* [Given exercise]:
Can you write out every line of the listing below, character for character, with nothing added or left out?

------ Provided records

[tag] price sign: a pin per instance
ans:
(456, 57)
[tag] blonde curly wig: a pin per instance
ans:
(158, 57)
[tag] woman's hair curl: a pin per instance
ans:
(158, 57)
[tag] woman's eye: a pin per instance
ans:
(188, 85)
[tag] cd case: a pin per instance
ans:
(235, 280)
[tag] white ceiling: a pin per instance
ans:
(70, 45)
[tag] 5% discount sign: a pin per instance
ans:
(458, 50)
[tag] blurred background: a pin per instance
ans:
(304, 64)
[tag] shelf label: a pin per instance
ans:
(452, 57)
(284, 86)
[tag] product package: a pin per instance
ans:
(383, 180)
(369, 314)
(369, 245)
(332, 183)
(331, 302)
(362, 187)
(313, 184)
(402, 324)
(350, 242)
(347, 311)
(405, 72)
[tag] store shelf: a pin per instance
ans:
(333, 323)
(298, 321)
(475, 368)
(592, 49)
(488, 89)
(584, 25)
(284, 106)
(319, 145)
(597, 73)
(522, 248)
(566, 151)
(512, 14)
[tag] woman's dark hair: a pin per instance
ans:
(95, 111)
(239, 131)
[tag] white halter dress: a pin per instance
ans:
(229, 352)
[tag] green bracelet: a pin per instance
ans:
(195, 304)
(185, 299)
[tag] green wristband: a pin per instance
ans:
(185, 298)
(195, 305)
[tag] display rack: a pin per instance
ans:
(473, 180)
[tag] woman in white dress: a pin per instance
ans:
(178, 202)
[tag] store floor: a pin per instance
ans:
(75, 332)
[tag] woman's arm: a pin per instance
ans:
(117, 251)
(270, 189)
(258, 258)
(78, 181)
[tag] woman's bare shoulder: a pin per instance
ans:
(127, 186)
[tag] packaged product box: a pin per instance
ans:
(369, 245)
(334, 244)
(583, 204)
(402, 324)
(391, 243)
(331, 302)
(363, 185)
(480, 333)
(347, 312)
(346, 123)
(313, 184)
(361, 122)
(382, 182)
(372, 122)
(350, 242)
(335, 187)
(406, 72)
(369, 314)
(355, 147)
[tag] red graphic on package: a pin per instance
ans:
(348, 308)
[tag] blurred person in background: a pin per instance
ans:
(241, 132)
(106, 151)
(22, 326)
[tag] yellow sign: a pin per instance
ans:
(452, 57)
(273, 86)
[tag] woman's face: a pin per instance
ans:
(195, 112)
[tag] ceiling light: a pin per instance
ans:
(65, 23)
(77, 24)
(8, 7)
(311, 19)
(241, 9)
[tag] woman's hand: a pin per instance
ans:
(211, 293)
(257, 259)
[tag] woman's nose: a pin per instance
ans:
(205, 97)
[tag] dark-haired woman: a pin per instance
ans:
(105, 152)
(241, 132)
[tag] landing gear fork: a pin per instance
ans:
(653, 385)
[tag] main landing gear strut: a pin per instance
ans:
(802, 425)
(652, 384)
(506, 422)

------------

* [Response below]:
[tag] price sign: a pin per instance
ans:
(456, 57)
[tag] blonde curly wig: a pin per instance
ans:
(158, 57)
[tag] woman's hair curl: a pin per instance
ans:
(158, 57)
[tag] woman's eye: a pin per instance
ans:
(188, 85)
[tag] cd case: a pin per instance
ans:
(235, 280)
[tag] white ceiling: a pin per instance
ans:
(70, 45)
[tag] 5% discount sign: a pin per instance
ans:
(458, 50)
[tag] blurred background: a pin per instance
ans:
(304, 64)
[tag] shelf label: a pin per instance
ans:
(452, 57)
(284, 86)
[tag] product package: a pin per instance
ans:
(383, 180)
(369, 314)
(369, 245)
(332, 183)
(331, 302)
(362, 187)
(313, 184)
(402, 324)
(350, 242)
(347, 311)
(405, 72)
[tag] store shelf: a pin per instance
ans:
(333, 323)
(298, 321)
(475, 368)
(592, 49)
(488, 89)
(584, 25)
(284, 106)
(319, 145)
(597, 73)
(522, 248)
(566, 151)
(512, 14)
[tag] woman's dark hair: a pin per instance
ans:
(95, 111)
(239, 131)
[tag] white halter dress: a pin per instance
ans:
(229, 352)
[tag] green bracelet: a pin per instance
ans:
(195, 304)
(185, 299)
[tag] green wristband: a pin per instance
ans:
(185, 298)
(195, 305)
[tag] display rack: a pin per instance
ans:
(473, 180)
[tag] woman in white dress: a pin per instance
ans:
(178, 202)
[tag] store floor: a pin per instance
ans:
(75, 332)
[tag] woman's arm: a pin per instance
ans:
(117, 251)
(270, 189)
(258, 258)
(78, 181)
[tag] woman's bare shoulder: a pin per instance
ans:
(127, 186)
[tag] packaged product box: a pin per instance
ans:
(369, 245)
(334, 244)
(583, 204)
(402, 324)
(391, 243)
(331, 302)
(363, 185)
(480, 333)
(347, 312)
(346, 123)
(313, 184)
(361, 122)
(382, 182)
(372, 122)
(350, 242)
(335, 187)
(406, 72)
(369, 314)
(355, 147)
[tag] red graphic on package: a pin per instance
ans:
(348, 308)
[tag] blurred person in background: a pin per instance
ans:
(241, 132)
(106, 151)
(22, 326)
[tag] yellow sign: a pin per instance
ans:
(452, 57)
(273, 86)
[tag] woman's face: a pin per instance
ans:
(195, 112)
[tag] ceiling light: a pin per instance
ans:
(65, 23)
(77, 24)
(8, 7)
(311, 19)
(241, 9)
[tag] woman's hand: a pin per instance
ans:
(211, 293)
(257, 259)
[tag] woman's nose: a pin per instance
ans:
(205, 97)
[tag] dark-haired woman: a pin per instance
ans:
(105, 152)
(241, 132)
[tag] landing gear fork: a pin per instance
ans:
(653, 385)
[tag] main landing gear strut: a pin per instance
ans:
(802, 425)
(652, 384)
(506, 422)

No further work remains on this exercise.